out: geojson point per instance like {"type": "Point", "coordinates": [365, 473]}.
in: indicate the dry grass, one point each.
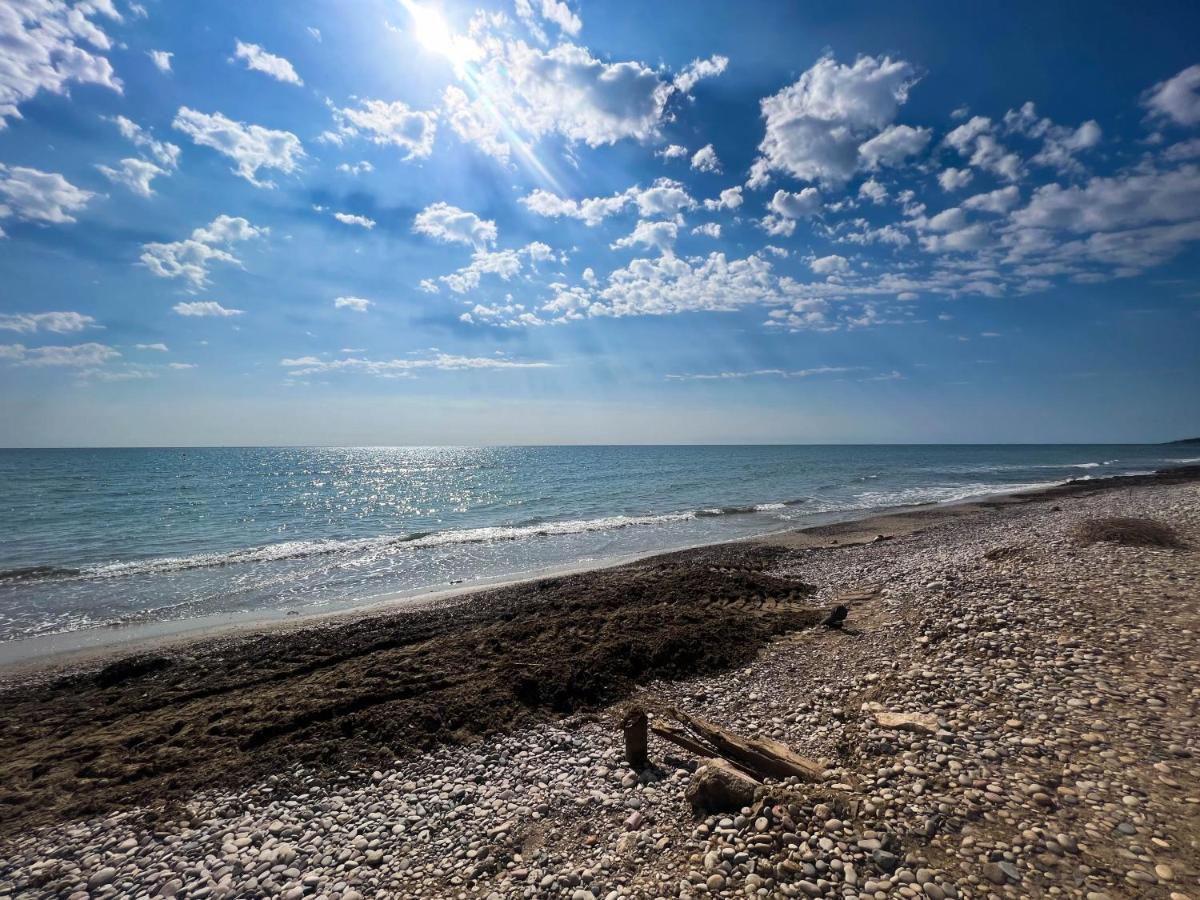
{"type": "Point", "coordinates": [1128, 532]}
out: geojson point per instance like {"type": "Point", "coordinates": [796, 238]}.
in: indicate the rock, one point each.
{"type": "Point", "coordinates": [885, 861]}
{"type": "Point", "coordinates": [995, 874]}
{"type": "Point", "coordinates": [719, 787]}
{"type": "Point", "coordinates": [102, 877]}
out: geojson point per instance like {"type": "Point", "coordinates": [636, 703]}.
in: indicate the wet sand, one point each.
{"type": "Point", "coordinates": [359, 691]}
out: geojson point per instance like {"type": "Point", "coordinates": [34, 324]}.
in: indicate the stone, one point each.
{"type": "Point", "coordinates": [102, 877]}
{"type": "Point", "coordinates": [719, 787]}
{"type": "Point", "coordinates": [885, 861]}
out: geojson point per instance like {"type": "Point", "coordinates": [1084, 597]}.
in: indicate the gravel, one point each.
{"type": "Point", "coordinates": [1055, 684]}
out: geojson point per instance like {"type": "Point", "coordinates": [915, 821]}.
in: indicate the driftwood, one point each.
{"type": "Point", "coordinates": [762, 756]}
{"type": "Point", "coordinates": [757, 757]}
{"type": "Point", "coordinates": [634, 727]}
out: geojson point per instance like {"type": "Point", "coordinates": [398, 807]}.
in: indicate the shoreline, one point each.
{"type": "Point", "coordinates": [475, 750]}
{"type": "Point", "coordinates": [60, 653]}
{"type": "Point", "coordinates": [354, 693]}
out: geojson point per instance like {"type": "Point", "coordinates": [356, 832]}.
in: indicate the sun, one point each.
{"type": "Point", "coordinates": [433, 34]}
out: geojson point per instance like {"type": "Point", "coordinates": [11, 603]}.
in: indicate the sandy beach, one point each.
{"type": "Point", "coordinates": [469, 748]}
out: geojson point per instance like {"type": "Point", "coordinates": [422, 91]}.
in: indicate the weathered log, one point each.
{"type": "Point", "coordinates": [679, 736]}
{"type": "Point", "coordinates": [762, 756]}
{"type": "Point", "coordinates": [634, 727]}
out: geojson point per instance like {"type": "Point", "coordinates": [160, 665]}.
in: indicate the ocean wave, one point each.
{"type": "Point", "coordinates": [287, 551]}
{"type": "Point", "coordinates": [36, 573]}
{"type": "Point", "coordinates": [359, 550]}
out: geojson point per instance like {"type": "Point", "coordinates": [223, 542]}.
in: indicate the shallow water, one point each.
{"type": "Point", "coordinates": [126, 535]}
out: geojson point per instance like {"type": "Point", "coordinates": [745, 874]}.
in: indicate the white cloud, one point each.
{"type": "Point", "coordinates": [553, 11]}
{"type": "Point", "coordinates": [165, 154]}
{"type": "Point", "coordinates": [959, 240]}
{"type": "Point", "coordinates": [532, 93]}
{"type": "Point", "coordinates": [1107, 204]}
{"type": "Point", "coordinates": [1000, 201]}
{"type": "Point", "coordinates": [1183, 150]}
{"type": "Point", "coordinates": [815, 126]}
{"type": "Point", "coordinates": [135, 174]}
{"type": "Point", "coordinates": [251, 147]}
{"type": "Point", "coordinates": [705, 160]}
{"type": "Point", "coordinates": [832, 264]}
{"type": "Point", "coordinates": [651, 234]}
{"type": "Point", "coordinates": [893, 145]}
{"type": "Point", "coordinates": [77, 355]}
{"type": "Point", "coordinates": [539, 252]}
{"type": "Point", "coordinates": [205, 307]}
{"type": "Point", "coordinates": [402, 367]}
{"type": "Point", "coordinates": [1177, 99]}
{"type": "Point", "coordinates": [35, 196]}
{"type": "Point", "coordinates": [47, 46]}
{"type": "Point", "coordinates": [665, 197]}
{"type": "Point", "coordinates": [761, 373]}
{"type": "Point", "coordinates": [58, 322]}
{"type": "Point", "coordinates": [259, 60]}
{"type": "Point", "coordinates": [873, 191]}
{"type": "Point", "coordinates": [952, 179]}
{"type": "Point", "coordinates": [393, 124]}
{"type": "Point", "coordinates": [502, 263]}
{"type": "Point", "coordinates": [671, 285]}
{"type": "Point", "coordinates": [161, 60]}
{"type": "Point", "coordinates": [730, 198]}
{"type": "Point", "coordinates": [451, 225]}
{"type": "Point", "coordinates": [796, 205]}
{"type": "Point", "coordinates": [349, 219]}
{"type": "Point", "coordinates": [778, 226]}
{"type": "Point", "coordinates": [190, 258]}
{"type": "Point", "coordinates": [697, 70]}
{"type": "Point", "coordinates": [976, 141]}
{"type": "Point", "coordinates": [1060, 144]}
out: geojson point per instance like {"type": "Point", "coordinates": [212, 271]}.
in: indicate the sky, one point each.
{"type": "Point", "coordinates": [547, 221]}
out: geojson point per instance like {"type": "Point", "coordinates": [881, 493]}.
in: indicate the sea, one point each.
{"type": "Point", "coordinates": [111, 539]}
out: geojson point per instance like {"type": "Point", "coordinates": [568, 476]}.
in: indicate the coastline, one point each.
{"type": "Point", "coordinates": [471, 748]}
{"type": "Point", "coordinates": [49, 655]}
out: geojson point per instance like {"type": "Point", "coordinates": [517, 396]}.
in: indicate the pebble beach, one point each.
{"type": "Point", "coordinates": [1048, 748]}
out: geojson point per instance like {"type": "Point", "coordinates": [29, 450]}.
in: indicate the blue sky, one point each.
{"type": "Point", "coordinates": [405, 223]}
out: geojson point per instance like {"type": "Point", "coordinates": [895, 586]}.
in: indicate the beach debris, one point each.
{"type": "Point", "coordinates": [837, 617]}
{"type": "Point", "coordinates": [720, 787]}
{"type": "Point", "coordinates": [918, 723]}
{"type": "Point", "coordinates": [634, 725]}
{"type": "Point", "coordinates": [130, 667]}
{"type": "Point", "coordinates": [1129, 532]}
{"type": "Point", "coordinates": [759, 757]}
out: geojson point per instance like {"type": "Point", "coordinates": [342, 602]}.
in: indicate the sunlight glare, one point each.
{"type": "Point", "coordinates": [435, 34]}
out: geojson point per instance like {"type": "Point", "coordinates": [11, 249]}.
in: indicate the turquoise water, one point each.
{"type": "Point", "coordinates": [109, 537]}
______________________________
Required work
Word for word, quote the full listing, omitting every picture.

Answer for the task
out: geojson point per instance like {"type": "Point", "coordinates": [365, 473]}.
in: indicate the dry grass, one point each.
{"type": "Point", "coordinates": [1128, 532]}
out: geojson point per instance like {"type": "Point", "coordinates": [796, 238]}.
in: indicate the rock, one point each.
{"type": "Point", "coordinates": [885, 861]}
{"type": "Point", "coordinates": [995, 874]}
{"type": "Point", "coordinates": [719, 787]}
{"type": "Point", "coordinates": [102, 877]}
out: geojson point per instance like {"type": "Point", "coordinates": [636, 703]}.
in: indicate the wet sand, one point each.
{"type": "Point", "coordinates": [359, 691]}
out: geojson point per instance like {"type": "Point", "coordinates": [34, 324]}.
in: indicate the stone, one point each.
{"type": "Point", "coordinates": [102, 877]}
{"type": "Point", "coordinates": [719, 787]}
{"type": "Point", "coordinates": [885, 861]}
out: geojson point per instance like {"type": "Point", "coordinates": [1084, 597]}.
in: indicate the gravel, one point each.
{"type": "Point", "coordinates": [1055, 684]}
out: geojson point per instance like {"type": "Point", "coordinates": [915, 821]}.
in: indicate the driftwood, one point each.
{"type": "Point", "coordinates": [762, 756]}
{"type": "Point", "coordinates": [757, 757]}
{"type": "Point", "coordinates": [634, 727]}
out: geojson point per instance like {"type": "Point", "coordinates": [398, 807]}.
in: indicate the shoreline, one point each.
{"type": "Point", "coordinates": [475, 750]}
{"type": "Point", "coordinates": [60, 653]}
{"type": "Point", "coordinates": [354, 693]}
out: geojson point per instance like {"type": "Point", "coordinates": [356, 832]}.
in: indicate the sun, one point each.
{"type": "Point", "coordinates": [433, 34]}
out: geojson point per instance like {"type": "Point", "coordinates": [11, 603]}.
in: indicate the sandy beach, one point each.
{"type": "Point", "coordinates": [469, 748]}
out: geojson point per instance like {"type": "Point", "coordinates": [422, 91]}.
in: indicate the weathered log, one point each.
{"type": "Point", "coordinates": [679, 736]}
{"type": "Point", "coordinates": [762, 756]}
{"type": "Point", "coordinates": [634, 727]}
out: geojson point per instance like {"type": "Point", "coordinates": [160, 665]}.
in: indicate the ocean wave, one point each.
{"type": "Point", "coordinates": [287, 551]}
{"type": "Point", "coordinates": [36, 573]}
{"type": "Point", "coordinates": [359, 550]}
out: geojson point per instance like {"type": "Point", "coordinates": [223, 542]}.
in: indicate the shallow water, one point each.
{"type": "Point", "coordinates": [126, 535]}
out: geojson point per instance like {"type": "Point", "coordinates": [745, 874]}.
in: indicate the white cloud, one point each.
{"type": "Point", "coordinates": [553, 11]}
{"type": "Point", "coordinates": [165, 154]}
{"type": "Point", "coordinates": [959, 240]}
{"type": "Point", "coordinates": [532, 93]}
{"type": "Point", "coordinates": [1107, 204]}
{"type": "Point", "coordinates": [1000, 201]}
{"type": "Point", "coordinates": [1183, 150]}
{"type": "Point", "coordinates": [815, 126]}
{"type": "Point", "coordinates": [135, 174]}
{"type": "Point", "coordinates": [251, 147]}
{"type": "Point", "coordinates": [705, 160]}
{"type": "Point", "coordinates": [832, 264]}
{"type": "Point", "coordinates": [651, 234]}
{"type": "Point", "coordinates": [893, 145]}
{"type": "Point", "coordinates": [77, 355]}
{"type": "Point", "coordinates": [539, 252]}
{"type": "Point", "coordinates": [205, 307]}
{"type": "Point", "coordinates": [402, 367]}
{"type": "Point", "coordinates": [1177, 99]}
{"type": "Point", "coordinates": [35, 196]}
{"type": "Point", "coordinates": [47, 46]}
{"type": "Point", "coordinates": [665, 197]}
{"type": "Point", "coordinates": [761, 373]}
{"type": "Point", "coordinates": [58, 322]}
{"type": "Point", "coordinates": [259, 60]}
{"type": "Point", "coordinates": [873, 191]}
{"type": "Point", "coordinates": [952, 179]}
{"type": "Point", "coordinates": [393, 124]}
{"type": "Point", "coordinates": [502, 263]}
{"type": "Point", "coordinates": [671, 285]}
{"type": "Point", "coordinates": [161, 60]}
{"type": "Point", "coordinates": [730, 198]}
{"type": "Point", "coordinates": [451, 225]}
{"type": "Point", "coordinates": [796, 205]}
{"type": "Point", "coordinates": [349, 219]}
{"type": "Point", "coordinates": [778, 226]}
{"type": "Point", "coordinates": [190, 258]}
{"type": "Point", "coordinates": [697, 70]}
{"type": "Point", "coordinates": [976, 141]}
{"type": "Point", "coordinates": [1060, 144]}
out: geojson point per instance like {"type": "Point", "coordinates": [212, 271]}.
in: indicate the sky, one point each.
{"type": "Point", "coordinates": [547, 221]}
out: geojson point per instance like {"type": "Point", "coordinates": [881, 493]}.
in: indicate the sea, one point each.
{"type": "Point", "coordinates": [111, 539]}
out: geojson point per instance like {"type": "Point", "coordinates": [568, 476]}.
in: indicate the coastline, one point each.
{"type": "Point", "coordinates": [471, 748]}
{"type": "Point", "coordinates": [49, 655]}
out: geojson point per instance like {"type": "Point", "coordinates": [517, 396]}.
in: indicate the pebble beach, one point each.
{"type": "Point", "coordinates": [1048, 748]}
out: geojson point per instance like {"type": "Point", "coordinates": [29, 450]}.
in: indicate the blue sky, one point each.
{"type": "Point", "coordinates": [405, 223]}
out: geojson point per instance like {"type": "Point", "coordinates": [895, 586]}.
in: indicate the beach debris, one point each.
{"type": "Point", "coordinates": [837, 617]}
{"type": "Point", "coordinates": [720, 787]}
{"type": "Point", "coordinates": [918, 723]}
{"type": "Point", "coordinates": [634, 725]}
{"type": "Point", "coordinates": [130, 667]}
{"type": "Point", "coordinates": [1129, 532]}
{"type": "Point", "coordinates": [759, 757]}
out: geojson point per instance like {"type": "Point", "coordinates": [342, 602]}.
in: indicate the sunlight glare, one point each.
{"type": "Point", "coordinates": [435, 34]}
out: geojson point per instance like {"type": "Point", "coordinates": [11, 249]}.
in: indicate the turquoise water, one point each.
{"type": "Point", "coordinates": [109, 537]}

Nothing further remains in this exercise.